▶ **THE REQUEST**
Repeat, word for word, the items between the line holding "Where can you spot the muddy" and the end of the items, inclusive.

▶ **RECORD LIST**
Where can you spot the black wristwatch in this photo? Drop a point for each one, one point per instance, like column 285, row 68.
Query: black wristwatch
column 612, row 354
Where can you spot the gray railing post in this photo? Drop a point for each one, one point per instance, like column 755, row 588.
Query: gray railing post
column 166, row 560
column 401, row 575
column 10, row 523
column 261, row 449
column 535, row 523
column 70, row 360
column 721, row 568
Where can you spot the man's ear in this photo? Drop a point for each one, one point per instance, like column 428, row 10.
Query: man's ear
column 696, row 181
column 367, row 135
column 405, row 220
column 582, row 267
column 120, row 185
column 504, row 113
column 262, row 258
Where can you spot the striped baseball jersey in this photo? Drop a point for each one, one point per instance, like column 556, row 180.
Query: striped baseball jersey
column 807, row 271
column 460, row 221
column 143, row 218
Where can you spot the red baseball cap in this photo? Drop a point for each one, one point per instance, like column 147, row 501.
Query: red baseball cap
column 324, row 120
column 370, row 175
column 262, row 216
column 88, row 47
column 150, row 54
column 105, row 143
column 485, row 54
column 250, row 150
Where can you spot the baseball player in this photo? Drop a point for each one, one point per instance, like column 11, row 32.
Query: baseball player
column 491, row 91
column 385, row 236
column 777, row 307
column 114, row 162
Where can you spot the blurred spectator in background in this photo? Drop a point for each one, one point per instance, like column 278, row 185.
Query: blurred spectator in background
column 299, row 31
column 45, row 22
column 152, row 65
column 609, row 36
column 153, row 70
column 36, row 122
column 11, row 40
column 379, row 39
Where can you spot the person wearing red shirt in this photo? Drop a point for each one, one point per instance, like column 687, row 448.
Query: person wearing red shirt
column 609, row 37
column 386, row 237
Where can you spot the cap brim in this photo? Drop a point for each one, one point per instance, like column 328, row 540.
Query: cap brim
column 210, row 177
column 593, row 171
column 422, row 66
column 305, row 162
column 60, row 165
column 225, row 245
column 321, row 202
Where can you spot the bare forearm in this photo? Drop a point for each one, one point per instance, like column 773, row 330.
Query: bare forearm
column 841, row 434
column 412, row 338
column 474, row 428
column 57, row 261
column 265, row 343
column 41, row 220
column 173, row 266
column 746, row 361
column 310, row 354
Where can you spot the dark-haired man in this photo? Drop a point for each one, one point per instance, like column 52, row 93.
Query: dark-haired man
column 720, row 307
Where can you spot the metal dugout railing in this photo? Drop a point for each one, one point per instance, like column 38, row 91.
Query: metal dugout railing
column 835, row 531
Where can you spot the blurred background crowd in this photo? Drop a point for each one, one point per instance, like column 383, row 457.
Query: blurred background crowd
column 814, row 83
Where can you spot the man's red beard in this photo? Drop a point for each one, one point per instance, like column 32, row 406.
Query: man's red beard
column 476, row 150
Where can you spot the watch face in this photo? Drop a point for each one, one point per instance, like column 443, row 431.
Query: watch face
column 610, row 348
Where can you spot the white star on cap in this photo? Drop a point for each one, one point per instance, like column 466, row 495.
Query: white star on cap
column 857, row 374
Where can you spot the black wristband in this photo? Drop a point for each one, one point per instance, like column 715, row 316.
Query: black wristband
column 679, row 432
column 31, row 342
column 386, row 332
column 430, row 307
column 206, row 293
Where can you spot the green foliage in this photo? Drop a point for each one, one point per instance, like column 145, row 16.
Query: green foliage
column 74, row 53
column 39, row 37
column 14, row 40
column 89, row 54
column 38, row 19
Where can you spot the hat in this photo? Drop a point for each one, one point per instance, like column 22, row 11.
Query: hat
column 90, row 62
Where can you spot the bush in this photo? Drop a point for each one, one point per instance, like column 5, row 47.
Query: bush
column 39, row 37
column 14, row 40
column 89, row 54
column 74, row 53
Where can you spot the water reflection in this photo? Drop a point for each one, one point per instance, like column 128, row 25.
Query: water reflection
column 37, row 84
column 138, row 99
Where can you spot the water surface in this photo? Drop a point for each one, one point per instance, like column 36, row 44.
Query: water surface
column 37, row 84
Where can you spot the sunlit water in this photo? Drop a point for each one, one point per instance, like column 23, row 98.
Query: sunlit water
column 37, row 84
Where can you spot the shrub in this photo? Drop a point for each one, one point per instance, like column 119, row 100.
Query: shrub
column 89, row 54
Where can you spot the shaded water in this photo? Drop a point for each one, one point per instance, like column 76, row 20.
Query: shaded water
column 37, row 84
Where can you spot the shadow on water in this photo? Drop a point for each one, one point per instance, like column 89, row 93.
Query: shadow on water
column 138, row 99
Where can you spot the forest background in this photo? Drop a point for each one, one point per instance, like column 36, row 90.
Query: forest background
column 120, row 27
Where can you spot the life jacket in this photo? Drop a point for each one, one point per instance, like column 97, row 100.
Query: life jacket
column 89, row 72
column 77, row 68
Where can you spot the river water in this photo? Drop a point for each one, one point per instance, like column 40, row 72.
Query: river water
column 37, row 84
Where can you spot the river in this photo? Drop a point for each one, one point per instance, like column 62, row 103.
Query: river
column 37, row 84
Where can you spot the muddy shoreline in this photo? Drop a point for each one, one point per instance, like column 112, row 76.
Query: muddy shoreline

▶ **THE SOLUTION**
Where can you spot the muddy shoreline in this photo? Drop a point for each one, one point per instance, like column 112, row 76.
Query: muddy shoreline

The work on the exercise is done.